## RECORD EXTRACTS

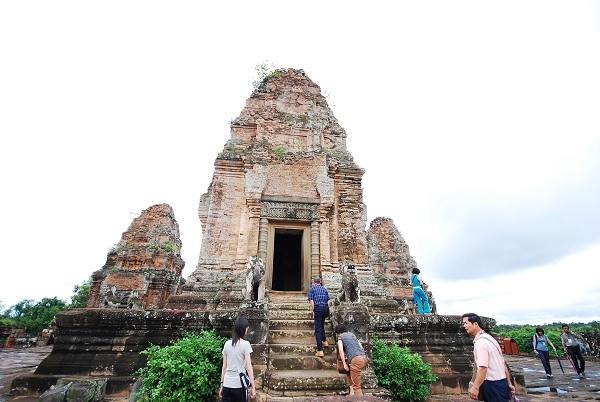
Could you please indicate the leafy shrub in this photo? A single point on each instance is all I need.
(81, 294)
(405, 375)
(523, 334)
(35, 316)
(265, 72)
(187, 370)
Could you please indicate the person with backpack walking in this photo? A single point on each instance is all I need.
(236, 361)
(570, 341)
(540, 346)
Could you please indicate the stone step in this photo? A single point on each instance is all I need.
(306, 349)
(290, 305)
(300, 335)
(297, 382)
(302, 362)
(291, 324)
(290, 314)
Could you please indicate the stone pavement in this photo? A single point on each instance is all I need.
(15, 362)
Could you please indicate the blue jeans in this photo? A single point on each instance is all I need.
(576, 354)
(496, 391)
(545, 358)
(421, 300)
(321, 312)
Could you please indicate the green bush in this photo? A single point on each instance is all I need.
(405, 375)
(187, 370)
(523, 334)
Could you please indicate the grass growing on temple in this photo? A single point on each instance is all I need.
(187, 370)
(401, 372)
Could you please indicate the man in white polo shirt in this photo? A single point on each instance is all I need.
(492, 372)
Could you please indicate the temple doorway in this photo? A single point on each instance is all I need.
(288, 258)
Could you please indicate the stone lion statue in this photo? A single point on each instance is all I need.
(255, 279)
(350, 290)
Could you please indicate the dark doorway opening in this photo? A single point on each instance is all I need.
(287, 260)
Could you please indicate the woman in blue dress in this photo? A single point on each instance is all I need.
(540, 346)
(419, 295)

## AIM OF THE TASK
Reproduce the whole listing verbatim. Pictures stay out of the copy.

## THE ANSWER
Could you please indicate the leafy shrub in this photo? A single point on each instance is all I need.
(81, 294)
(405, 375)
(523, 334)
(35, 316)
(265, 72)
(187, 370)
Could you please indicate the person with backpack walking in this photo? A single point on each instance is all I need.
(236, 361)
(570, 341)
(540, 346)
Could you please indicate the stone step in this photo? A single point on each instance is all I need.
(306, 349)
(290, 305)
(300, 335)
(297, 382)
(302, 362)
(291, 324)
(290, 314)
Could you please indicate the stone pavement in this photo? A single point on each instance is all I need.
(15, 362)
Could you please indicate the blue jeans in this photo? A single point on each instance is all I need.
(576, 354)
(496, 391)
(545, 358)
(421, 300)
(321, 312)
Could you please indicate the green bush in this photo? A single point on each instance is all I need.
(405, 375)
(187, 370)
(523, 334)
Could you please indicate the grass growing on temple in this photo? A single point on each instance is all I need.
(187, 370)
(401, 372)
Could you please indicate the man in white polo shirt in this photo? A single point on each instance is all I need.
(492, 372)
Could you please indicate the temple doorway in this photo? A single point on each instance is all I need.
(288, 258)
Could you please indicate the stone lion statue in this photo? A single point on each instance is all I need.
(255, 279)
(350, 290)
Could you please indicate the dark doorway opening in this photo? A single point on each instance is all I need.
(287, 260)
Could you please indicate the woman in blue dress in this photo? A single point on each instance is all I need.
(540, 346)
(419, 295)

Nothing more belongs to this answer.